TEKS YANG DIBERIKAN
'''

Tampaknya kasus Byun Hee-soo membuat Kementerian Pertahanan Korea mengajukan revisi. Pasalnya, dari kriteria wajib militer, transgender seolah dilarang untuk bergabung dengan kemiliteran. Tapi, Korea belum mempunyai Undang-Undang khusus terkait hal ini.
Revisi ini dalam tahap pra-pengumuman, yaitu pihak Legislatif sedang mengumpulkan pendapat publik tentang RUU tersebut sebelum Majelis Nasional melakukan pemungutan suara.
Klasifikasi khusus untuk transgender Korea wamil
Ada kriteria baru di Rancangan Undang-Undangan yang menyatakan bahwa transgender yang belum secara teratur menjalani terapi hormon (setidaknya selama enam bulan) akan masuk klasifikasi kelas 4.
Mereka akan disuruh bergabung dengan Kemiliteran sebagai petugas layanan sosial, bukan tentara aktif. Sedangkan, transgender Korea yang belum melakukan terapi hormon (selama lebih dari enam bulan) akan diwajibkan untuk mendaftar wajib militer.

'''

BUTIR TUGAS
Tentukan apakah setiap pernyataan di bawah ini sesuai dengan teks tentang wajib militer bagi transgender di Korea, lalu jawab ya atau tidak sambil mengutip kata-kata teks yang menjadi penentunya.
1. Korea sudah mempunyai undang-undang khusus terkait transgender dan wajib militer.
2. Revisi tersebut masih berada dalam tahap pra-pengumuman.
3. Majelis Nasional melakukan pemungutan suara sebelum pendapat publik tentang RUU itu dikumpulkan.

INFORMASI YANG DIBERIKAN
'''

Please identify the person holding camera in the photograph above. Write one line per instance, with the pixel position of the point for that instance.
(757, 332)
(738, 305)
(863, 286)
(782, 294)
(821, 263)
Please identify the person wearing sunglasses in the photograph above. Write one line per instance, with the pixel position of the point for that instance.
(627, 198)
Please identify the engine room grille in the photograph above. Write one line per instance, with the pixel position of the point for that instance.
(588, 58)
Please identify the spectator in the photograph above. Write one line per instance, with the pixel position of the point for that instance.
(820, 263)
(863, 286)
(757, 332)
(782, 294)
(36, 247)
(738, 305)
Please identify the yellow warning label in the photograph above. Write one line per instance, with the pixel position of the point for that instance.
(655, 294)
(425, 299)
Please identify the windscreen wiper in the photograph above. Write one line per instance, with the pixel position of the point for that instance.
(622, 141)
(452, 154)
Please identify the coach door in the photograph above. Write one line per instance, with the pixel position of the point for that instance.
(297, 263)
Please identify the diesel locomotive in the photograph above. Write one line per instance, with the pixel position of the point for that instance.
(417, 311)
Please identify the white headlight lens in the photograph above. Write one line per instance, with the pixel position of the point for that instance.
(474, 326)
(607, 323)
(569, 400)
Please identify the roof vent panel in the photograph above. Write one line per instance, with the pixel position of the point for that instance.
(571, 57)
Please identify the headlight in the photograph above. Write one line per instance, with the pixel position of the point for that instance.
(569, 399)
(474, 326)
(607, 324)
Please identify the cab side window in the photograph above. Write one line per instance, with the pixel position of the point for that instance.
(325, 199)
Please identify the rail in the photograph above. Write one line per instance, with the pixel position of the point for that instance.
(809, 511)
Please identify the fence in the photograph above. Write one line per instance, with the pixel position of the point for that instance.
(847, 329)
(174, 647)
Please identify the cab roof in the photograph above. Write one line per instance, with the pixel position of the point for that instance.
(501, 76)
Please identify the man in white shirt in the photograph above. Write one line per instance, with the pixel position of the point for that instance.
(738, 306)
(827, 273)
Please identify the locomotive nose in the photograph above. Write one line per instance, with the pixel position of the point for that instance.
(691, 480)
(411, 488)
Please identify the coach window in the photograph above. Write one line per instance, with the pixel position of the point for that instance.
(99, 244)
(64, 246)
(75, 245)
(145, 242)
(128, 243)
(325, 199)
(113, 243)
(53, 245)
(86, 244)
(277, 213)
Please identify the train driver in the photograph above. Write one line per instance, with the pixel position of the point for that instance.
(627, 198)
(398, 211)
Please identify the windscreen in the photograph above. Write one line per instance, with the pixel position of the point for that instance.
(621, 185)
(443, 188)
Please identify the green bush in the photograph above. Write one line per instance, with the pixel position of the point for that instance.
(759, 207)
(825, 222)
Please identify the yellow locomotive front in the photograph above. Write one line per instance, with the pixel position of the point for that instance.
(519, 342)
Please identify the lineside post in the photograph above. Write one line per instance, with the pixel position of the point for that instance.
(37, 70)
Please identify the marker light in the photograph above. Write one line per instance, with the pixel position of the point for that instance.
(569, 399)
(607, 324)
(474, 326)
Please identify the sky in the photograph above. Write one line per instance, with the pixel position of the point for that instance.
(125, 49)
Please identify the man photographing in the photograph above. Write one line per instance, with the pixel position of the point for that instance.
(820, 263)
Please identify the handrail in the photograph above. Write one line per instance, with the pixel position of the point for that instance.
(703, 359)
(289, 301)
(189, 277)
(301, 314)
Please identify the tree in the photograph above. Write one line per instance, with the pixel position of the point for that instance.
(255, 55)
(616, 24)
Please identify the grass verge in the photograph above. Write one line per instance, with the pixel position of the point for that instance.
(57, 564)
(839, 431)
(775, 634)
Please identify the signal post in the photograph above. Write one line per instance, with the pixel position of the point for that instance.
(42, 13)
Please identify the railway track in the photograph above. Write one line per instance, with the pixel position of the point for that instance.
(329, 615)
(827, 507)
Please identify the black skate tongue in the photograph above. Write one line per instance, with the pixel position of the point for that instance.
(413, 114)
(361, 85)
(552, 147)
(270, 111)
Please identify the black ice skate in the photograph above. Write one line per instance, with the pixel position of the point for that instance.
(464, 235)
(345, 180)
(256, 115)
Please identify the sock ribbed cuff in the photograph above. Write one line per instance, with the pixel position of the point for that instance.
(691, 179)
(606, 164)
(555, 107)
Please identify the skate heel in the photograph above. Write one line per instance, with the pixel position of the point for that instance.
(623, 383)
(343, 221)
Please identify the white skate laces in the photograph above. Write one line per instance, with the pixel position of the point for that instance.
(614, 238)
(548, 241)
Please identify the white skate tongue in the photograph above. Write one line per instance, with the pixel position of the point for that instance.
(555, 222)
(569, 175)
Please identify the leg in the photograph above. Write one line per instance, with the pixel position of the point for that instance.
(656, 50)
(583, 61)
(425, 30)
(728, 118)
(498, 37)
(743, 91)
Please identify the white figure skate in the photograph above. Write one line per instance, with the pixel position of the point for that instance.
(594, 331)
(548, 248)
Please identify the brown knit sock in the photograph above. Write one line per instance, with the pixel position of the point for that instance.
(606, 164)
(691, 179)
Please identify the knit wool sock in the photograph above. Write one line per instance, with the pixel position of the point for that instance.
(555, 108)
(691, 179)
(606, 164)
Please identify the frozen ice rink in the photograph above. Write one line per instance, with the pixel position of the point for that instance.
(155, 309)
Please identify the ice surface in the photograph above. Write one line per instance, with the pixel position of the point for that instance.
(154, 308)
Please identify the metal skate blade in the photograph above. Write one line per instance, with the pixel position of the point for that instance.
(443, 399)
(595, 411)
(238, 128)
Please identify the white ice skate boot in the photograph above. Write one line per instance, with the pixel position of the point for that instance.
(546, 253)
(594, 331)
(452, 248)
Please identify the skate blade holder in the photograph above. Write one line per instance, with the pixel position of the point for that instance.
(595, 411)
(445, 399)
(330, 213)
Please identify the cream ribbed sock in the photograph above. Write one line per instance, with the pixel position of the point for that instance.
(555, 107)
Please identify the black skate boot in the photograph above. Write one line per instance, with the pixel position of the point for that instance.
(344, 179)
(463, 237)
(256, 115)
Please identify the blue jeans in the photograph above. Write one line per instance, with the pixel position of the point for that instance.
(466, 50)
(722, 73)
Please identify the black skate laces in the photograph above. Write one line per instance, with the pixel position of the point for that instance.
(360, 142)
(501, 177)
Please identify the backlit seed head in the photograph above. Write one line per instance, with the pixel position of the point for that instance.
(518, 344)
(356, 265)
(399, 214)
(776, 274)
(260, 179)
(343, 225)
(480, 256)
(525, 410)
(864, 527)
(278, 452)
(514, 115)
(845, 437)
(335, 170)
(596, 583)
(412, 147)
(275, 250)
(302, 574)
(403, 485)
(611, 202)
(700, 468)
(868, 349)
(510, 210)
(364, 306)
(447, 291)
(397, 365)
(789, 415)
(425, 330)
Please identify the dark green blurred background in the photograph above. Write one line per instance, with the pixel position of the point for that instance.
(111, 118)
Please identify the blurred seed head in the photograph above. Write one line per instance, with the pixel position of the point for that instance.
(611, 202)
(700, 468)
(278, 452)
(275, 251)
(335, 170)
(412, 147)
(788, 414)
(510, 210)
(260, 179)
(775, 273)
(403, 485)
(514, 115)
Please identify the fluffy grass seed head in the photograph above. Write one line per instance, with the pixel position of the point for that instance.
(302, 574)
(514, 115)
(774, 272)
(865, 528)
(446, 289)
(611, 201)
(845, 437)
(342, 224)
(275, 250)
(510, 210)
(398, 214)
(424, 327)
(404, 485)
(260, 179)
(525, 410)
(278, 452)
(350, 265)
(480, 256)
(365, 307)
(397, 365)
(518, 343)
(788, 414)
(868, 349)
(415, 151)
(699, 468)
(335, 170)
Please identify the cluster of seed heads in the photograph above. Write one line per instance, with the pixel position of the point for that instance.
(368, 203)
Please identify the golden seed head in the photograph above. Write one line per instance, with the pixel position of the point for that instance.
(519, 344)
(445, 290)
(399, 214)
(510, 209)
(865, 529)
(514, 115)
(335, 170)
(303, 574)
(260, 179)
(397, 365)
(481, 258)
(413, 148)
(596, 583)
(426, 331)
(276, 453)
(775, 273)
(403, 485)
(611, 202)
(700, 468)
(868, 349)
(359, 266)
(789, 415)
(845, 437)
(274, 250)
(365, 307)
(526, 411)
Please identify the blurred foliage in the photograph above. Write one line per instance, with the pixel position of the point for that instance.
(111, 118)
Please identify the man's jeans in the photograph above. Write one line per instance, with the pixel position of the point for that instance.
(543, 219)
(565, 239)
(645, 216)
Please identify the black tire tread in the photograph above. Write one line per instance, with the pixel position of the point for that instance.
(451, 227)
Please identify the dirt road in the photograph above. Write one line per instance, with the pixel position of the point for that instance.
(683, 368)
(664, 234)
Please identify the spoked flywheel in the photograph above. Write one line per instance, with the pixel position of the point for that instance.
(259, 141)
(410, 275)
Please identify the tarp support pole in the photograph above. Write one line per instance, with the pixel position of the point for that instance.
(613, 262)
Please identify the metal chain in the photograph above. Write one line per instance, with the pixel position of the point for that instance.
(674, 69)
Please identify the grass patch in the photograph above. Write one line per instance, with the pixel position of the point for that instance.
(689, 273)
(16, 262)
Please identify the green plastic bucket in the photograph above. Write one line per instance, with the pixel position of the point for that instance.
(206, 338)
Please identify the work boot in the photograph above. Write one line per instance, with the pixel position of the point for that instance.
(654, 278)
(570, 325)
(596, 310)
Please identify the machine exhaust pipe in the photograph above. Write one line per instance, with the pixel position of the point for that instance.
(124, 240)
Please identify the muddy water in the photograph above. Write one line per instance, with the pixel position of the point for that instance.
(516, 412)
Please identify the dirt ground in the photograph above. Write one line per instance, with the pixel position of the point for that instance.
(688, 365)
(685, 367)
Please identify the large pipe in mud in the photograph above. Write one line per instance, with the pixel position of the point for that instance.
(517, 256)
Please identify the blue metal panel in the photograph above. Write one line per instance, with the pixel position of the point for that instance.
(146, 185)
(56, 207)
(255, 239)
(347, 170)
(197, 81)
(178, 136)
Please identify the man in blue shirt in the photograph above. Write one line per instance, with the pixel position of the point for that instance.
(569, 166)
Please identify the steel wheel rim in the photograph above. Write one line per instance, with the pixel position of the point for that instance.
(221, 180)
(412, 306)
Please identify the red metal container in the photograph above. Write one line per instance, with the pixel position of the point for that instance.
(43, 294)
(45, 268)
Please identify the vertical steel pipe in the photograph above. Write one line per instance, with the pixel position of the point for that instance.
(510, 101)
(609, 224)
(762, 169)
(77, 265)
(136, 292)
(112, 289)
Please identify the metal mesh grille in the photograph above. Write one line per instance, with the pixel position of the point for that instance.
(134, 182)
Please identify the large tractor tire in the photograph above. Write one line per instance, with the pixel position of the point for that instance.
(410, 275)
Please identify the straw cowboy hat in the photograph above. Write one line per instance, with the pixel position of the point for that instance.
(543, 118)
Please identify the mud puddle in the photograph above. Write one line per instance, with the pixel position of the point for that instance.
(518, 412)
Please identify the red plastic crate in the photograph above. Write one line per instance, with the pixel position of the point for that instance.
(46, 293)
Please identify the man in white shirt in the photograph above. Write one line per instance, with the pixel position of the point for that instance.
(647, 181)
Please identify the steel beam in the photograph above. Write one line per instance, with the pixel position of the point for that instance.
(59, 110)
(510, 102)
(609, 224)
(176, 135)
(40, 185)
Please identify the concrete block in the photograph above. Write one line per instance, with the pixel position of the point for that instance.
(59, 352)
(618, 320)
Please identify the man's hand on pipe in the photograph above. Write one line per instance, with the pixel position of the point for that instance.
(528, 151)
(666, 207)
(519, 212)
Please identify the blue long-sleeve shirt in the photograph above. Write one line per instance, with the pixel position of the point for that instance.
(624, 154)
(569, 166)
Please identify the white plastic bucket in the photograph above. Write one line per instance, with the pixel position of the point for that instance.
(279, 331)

'''

JAWABAN TERTULIS
1. Tidak: "Tapi, Korea belum mempunyai Undang-Undang khusus terkait hal ini."
2. Ya: "Revisi ini dalam tahap pra-pengumuman"
3. Tidak: "pihak Legislatif sedang mengumpulkan pendapat publik tentang RUU tersebut sebelum Majelis Nasional melakukan pemungutan suara."